## [AIM]
Format the records from the line with "the woman's hand" to the line with "[(429, 174), (343, 341), (585, 315), (396, 440)]" as a two-column CSV with the headers request and answer. Give one row per record, with each text in a single quoted field and any line breaks replaced by spaces.

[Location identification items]
>> Begin

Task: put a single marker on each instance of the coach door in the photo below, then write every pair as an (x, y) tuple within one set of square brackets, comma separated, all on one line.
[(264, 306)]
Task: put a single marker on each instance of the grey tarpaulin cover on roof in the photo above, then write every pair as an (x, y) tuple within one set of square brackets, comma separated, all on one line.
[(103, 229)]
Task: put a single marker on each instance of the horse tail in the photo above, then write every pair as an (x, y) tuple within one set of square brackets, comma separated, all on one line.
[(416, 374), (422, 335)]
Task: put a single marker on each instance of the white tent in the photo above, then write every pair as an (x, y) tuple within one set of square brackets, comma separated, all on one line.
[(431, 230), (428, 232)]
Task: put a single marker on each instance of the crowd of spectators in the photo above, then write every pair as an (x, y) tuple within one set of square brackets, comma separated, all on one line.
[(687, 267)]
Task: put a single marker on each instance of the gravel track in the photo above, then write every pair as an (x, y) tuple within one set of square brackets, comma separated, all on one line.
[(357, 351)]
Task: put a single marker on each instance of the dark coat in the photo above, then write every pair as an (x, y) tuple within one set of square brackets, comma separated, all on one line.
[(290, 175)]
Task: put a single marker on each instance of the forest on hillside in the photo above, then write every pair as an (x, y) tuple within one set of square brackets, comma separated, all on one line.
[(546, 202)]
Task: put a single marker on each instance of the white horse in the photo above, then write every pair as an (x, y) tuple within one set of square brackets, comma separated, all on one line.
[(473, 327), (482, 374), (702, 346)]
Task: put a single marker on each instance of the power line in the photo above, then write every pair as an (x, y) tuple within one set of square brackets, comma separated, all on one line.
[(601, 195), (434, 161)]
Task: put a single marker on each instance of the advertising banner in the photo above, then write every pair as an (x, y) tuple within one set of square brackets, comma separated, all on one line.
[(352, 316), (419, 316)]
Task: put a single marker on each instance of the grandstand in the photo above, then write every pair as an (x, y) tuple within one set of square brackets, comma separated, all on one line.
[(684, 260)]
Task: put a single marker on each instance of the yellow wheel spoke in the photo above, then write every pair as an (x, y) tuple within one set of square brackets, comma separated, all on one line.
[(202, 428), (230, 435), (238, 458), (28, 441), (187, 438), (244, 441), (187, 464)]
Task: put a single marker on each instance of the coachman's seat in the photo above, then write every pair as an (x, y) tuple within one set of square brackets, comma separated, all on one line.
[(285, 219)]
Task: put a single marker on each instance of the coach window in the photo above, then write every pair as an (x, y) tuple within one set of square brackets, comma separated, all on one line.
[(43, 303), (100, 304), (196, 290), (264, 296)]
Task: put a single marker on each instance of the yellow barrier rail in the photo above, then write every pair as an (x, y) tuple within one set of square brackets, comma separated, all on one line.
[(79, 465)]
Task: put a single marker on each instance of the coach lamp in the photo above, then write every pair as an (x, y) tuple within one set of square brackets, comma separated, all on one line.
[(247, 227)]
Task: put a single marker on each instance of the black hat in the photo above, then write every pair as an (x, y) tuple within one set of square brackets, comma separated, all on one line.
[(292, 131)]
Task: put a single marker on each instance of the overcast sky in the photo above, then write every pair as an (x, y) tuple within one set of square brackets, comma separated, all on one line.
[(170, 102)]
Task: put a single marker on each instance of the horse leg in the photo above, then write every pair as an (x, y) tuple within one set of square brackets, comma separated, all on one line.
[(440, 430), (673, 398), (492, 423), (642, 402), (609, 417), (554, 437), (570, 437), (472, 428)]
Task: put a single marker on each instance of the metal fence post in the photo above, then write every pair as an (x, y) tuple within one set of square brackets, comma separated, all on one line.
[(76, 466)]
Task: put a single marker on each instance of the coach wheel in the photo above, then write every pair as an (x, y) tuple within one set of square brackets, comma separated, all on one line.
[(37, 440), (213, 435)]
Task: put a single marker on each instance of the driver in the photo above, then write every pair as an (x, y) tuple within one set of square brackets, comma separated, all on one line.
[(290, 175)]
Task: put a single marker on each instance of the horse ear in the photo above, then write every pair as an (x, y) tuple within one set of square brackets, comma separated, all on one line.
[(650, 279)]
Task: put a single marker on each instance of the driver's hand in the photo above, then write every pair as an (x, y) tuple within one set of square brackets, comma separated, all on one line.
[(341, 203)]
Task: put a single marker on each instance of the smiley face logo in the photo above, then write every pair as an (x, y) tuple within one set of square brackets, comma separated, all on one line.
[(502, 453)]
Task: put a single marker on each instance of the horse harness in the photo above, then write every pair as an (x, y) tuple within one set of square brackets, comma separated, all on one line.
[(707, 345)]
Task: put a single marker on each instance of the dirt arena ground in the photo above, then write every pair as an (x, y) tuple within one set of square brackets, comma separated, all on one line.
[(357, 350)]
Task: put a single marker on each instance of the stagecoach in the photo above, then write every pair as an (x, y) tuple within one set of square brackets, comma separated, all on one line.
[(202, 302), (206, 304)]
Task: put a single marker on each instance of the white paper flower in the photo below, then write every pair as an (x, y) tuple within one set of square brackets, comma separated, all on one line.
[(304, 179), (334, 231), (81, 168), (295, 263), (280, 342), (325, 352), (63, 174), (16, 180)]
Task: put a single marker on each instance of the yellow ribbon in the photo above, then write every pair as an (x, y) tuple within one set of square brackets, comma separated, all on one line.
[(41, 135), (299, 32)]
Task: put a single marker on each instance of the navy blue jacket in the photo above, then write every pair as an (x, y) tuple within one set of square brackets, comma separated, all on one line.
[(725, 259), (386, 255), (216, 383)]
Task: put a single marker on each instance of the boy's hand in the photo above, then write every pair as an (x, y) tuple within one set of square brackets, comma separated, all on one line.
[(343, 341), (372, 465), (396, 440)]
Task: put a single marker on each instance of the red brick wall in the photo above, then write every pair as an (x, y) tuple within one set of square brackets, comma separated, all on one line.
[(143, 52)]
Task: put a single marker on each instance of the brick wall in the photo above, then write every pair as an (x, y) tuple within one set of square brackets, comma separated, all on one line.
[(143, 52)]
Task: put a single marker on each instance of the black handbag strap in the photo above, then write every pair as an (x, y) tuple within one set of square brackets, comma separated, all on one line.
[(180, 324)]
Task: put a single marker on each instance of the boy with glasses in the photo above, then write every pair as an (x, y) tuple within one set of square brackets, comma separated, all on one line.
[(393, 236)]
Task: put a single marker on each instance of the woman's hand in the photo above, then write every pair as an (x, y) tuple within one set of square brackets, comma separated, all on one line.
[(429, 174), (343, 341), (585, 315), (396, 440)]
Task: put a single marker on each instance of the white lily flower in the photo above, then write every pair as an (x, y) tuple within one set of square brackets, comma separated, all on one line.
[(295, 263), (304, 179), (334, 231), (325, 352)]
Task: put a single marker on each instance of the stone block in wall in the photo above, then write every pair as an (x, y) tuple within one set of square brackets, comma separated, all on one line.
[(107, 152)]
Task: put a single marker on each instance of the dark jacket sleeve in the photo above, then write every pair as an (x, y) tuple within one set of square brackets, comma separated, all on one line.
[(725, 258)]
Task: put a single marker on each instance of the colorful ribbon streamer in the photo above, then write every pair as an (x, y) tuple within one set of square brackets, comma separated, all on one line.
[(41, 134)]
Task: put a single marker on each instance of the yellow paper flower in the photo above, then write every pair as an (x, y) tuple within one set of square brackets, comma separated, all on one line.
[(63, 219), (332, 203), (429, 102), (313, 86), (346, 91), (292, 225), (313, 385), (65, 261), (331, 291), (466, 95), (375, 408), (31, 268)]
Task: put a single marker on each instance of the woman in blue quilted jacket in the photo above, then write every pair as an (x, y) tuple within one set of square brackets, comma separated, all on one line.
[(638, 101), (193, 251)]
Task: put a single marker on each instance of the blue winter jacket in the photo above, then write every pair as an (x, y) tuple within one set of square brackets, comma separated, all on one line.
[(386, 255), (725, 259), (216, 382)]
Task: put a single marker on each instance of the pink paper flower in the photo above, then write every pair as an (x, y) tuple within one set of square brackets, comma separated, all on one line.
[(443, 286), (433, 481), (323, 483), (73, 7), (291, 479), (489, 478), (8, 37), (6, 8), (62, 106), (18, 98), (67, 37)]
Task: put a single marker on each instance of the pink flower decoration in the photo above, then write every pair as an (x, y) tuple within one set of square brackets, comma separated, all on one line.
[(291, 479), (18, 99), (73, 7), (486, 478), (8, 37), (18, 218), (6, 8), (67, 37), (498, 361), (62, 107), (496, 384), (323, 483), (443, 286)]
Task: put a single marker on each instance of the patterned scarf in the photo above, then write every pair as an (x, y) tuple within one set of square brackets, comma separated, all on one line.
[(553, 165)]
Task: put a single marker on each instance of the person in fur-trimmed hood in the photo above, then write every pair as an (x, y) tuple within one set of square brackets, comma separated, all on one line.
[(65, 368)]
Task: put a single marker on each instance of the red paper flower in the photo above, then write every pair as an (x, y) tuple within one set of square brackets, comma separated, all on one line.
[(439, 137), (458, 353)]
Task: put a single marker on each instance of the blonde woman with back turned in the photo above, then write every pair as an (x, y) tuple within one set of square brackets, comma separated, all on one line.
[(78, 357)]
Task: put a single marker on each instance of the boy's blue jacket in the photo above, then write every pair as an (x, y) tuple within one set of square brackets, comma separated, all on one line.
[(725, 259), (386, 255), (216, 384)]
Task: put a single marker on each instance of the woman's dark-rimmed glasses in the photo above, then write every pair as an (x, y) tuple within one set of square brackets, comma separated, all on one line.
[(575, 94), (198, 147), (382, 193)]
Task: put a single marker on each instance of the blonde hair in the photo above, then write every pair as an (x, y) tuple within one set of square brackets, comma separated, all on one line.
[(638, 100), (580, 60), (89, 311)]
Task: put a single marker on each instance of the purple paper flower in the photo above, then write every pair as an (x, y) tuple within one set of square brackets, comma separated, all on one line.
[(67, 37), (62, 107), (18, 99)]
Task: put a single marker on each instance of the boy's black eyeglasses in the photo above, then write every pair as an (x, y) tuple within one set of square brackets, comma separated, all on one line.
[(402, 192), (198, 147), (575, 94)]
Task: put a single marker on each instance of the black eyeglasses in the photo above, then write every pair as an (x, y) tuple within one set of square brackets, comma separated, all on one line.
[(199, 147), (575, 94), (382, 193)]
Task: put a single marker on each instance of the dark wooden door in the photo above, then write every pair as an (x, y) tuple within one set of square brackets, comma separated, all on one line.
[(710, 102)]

>> End

## [RESPONSE TO THIS TASK]
request,answer
"Task: put a single marker on each instance of the woman's hand in the photo above, then write every pair as an (x, y) tuple within one set of square brackets, comma separated, all on one line.","[(429, 174), (343, 341), (585, 315), (396, 440)]"